#### WHAT YOU WILL DO:
Copy the closing run of lines, from the one with "Query: white plum blossom" through the last line of the listing, exactly and without any pictures.

#### DATA RECORDS:
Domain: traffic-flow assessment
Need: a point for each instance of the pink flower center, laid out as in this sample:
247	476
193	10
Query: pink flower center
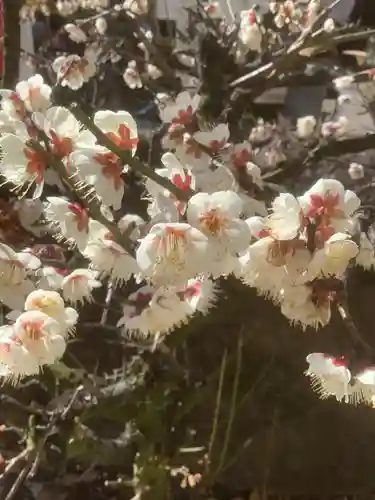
192	290
112	167
33	329
324	205
216	146
81	217
212	221
182	182
18	105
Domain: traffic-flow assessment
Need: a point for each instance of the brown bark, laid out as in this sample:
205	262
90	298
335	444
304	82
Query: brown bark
12	41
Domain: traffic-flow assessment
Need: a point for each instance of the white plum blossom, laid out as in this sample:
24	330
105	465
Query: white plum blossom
107	257
303	305
21	164
64	131
35	93
101	25
29	213
172	253
356	171
153	71
331	376
102	169
182	177
217	216
333	259
200	294
180	111
137	7
41	335
16	362
151	311
213	10
51	304
50	278
329	25
75	33
336	128
132	77
78	285
329	205
71	220
286	220
73	71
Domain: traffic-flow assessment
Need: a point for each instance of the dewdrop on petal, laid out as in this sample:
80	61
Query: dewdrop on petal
356	171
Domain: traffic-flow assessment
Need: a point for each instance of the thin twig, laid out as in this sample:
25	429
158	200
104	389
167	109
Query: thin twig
126	157
233	404
219	396
343	309
107	302
35	452
92	206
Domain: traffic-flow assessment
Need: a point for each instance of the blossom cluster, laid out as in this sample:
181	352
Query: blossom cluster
207	218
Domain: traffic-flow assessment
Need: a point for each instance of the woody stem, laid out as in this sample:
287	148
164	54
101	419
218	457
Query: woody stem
127	158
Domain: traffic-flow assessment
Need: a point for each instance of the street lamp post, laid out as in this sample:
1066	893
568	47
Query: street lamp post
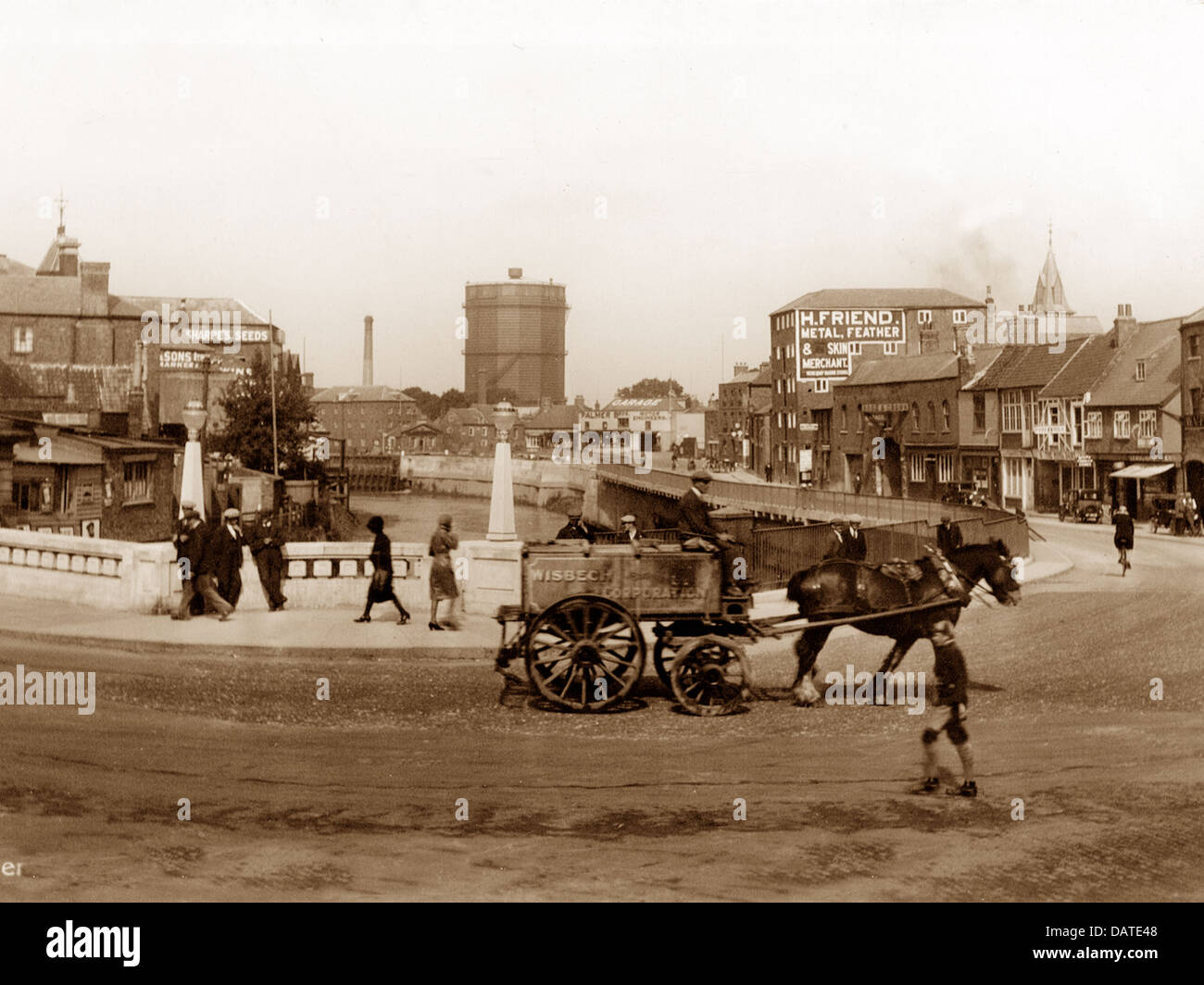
501	500
192	480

#### OUTPUT FOR THIS EXERCISE:
Query: white plum blossom
107	257
303	305
21	164
64	131
35	93
101	25
29	213
172	253
356	171
153	71
331	376
102	169
182	177
217	216
333	259
200	294
180	111
137	7
41	335
16	362
151	311
213	10
51	304
50	278
329	25
75	33
336	128
132	77
78	285
329	205
71	220
286	220
73	71
Domain: traffic-flow assessment
Need: a point for each instance of the dewdrop on petal, laid out as in this sample:
80	61
Query: dewdrop on petal
356	171
Domain: traffic-flow assessment
Need: a point for each instance of the thin twig, laid out as in this sample:
25	429
158	200
104	389
167	109
Query: thin twig
126	157
233	404
219	396
343	309
107	302
35	452
92	206
Domain: traffic-flow assessment
Need: a point for each instance of the blossom cluster, laid out as in this sample:
181	352
Query: blossom cluster
207	218
Domain: traffic-flow assessment
Need: a point for each instance of the woody stem, laid out as in this sample:
287	148
164	54
101	419
218	457
Query: woody stem
127	158
Domain: traffic-flow assessment
Need: a point for each instance of the street lamp post, laid out as in this sample:
1066	893
568	47
Query: street lamp post
501	500
192	480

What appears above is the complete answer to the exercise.